**Excerpt to read**:
------------------------------------------------

Dekho Magar Pyaar Se is a 2004 Hindi language Indian soap opera that aired on Star Plus channel based on the story of a girl, Nikki. It is adapted from the Spanish series My Sweet Fat Valentina.

Overview
The series is a romantic comedy based on the emotions of a rather less than perfect figured girl Nikita Sareen. Everyone who knows the young Nikita Sareen, adores and loves her. Her beautiful spirit and sweet disposition makes up for her less-than-perfect physical appearance. Food is the salve that soothes her empty heart and nurtures her through the pain of having been exiled into boarding school at an early age. Just when fate seems to smile on her, tragedy strikes in form of her mother's accident and her mother, Sarika Sareen, succumbs to her injuries. Nikki is forced to live under the unbearable grip of her aunt Devyani, who tries everything in her power to rob Nikki off her inheritance.

------------------------------------------------

**Provided information**:
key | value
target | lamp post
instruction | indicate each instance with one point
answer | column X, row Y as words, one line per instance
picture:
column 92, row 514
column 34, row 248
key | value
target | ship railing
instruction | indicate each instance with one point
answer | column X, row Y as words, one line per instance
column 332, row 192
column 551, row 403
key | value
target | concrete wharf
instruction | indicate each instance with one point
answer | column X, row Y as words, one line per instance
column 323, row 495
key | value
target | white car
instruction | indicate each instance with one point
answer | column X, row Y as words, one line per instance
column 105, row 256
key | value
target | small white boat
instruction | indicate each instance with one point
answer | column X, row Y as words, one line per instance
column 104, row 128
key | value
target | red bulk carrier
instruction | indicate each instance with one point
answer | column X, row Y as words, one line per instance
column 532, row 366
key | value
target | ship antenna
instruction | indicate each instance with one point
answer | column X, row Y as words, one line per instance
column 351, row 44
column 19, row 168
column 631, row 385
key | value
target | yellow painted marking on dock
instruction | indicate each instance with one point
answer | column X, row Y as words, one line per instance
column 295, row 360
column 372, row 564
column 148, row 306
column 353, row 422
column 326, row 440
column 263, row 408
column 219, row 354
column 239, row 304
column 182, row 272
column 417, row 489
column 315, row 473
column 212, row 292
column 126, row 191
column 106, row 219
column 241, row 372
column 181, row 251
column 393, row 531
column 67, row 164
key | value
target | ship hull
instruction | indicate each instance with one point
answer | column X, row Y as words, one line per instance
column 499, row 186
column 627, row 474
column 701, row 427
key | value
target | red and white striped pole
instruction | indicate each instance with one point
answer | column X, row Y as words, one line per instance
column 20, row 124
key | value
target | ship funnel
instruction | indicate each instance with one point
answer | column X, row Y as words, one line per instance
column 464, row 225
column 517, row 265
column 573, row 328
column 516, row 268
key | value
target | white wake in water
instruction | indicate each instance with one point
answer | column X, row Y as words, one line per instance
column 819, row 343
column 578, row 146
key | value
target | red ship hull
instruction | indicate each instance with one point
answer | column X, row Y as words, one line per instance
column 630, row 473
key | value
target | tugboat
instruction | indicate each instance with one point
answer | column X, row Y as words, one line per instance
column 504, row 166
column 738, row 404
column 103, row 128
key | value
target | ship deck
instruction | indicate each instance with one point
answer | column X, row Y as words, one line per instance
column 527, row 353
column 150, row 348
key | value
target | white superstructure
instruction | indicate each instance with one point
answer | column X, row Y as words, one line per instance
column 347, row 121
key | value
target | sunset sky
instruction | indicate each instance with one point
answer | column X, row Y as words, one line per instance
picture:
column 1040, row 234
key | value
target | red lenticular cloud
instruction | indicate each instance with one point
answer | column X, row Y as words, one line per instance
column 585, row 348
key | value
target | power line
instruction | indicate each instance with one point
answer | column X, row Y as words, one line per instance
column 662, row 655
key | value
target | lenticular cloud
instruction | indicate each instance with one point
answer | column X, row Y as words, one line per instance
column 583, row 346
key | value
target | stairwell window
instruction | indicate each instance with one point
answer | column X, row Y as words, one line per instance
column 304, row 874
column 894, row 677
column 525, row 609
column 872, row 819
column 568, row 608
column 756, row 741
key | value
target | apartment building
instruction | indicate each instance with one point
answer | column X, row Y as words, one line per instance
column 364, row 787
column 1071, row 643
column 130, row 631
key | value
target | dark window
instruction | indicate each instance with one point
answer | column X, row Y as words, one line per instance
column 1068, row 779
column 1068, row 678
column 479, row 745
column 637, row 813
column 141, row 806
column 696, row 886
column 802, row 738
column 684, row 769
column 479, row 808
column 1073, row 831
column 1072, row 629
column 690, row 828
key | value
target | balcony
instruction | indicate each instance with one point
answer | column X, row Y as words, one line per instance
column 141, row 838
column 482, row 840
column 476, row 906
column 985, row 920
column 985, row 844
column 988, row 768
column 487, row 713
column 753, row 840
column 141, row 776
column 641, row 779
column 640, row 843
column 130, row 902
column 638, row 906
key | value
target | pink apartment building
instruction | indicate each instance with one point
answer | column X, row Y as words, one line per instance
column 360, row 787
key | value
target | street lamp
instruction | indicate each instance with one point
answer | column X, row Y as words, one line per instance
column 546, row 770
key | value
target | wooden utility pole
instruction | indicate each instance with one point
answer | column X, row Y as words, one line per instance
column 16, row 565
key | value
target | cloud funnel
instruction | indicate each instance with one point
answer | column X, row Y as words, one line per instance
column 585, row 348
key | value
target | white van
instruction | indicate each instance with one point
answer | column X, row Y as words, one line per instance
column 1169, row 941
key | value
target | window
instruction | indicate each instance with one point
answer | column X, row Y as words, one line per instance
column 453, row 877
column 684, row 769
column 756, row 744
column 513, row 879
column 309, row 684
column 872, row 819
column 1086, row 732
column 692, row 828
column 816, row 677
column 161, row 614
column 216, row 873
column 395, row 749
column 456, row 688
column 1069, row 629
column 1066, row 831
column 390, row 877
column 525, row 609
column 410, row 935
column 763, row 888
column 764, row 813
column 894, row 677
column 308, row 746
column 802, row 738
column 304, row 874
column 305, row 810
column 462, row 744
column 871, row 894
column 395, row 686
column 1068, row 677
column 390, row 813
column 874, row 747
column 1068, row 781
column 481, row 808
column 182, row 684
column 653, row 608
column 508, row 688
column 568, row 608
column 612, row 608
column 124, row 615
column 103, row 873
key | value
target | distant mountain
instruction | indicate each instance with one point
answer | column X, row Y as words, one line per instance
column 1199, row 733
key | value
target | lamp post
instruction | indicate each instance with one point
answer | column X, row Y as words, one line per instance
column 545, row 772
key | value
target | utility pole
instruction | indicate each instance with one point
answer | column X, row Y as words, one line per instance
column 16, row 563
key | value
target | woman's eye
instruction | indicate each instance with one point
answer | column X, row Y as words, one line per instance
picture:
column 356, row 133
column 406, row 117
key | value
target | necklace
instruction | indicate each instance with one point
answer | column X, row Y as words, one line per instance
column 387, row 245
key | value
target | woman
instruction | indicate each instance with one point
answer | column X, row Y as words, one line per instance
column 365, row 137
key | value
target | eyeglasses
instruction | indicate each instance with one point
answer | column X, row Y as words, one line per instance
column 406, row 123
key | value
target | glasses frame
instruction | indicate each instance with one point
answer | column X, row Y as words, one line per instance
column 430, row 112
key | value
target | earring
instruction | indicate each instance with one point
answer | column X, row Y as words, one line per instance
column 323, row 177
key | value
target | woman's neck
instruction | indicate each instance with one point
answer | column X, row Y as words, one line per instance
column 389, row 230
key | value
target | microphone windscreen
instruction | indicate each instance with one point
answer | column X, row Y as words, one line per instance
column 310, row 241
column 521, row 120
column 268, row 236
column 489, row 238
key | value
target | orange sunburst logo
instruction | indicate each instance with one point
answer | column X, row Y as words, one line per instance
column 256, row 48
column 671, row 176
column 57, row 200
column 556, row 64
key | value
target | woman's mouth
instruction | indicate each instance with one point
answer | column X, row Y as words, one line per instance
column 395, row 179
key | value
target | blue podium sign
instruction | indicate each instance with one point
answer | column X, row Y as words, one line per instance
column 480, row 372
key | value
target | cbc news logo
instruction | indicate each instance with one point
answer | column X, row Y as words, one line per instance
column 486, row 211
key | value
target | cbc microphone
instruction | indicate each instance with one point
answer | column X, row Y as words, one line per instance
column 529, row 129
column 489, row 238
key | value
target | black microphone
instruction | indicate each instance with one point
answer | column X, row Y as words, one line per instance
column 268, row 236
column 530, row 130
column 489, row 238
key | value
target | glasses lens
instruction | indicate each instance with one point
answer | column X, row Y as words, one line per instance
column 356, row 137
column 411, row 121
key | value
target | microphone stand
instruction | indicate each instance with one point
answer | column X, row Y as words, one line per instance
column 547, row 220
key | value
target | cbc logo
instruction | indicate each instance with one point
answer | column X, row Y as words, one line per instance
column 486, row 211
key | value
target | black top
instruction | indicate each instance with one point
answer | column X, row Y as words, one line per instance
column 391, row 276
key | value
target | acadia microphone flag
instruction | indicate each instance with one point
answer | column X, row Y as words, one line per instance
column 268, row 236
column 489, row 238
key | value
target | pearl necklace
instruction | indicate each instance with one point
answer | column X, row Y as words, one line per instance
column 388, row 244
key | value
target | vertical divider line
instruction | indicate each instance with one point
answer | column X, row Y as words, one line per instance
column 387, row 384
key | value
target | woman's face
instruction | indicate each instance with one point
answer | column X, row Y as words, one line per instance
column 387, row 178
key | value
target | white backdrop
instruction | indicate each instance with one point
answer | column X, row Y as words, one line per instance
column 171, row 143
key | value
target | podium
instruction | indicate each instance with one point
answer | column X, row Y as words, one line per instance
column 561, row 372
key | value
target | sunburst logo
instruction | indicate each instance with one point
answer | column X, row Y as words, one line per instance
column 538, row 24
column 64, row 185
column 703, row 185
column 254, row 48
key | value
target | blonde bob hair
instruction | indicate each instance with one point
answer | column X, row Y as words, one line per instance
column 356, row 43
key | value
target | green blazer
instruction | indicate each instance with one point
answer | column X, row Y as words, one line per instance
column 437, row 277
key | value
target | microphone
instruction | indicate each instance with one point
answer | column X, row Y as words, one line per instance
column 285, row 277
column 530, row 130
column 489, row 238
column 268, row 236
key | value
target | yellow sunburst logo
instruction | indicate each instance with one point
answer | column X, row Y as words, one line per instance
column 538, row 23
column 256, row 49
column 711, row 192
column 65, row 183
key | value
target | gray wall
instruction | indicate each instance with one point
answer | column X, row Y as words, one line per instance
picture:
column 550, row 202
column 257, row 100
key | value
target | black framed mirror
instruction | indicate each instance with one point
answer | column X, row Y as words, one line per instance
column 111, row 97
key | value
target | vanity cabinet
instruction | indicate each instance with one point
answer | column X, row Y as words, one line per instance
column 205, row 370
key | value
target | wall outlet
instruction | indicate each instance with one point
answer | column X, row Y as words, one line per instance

------------------------------------------------

**Stated problem**: Reproduce word for word the part of the text on Dekho Magar Pyaar Se that begins with the words containing "Dekho Magar Pyaar" and ends with "Sweet Fat Valentina.".

**Response**:
Dekho Magar Pyaar Se is a 2004 Hindi language Indian soap opera that aired on Star Plus channel based on the story of a girl, Nikki. It is adapted from the Spanish series My Sweet Fat Valentina.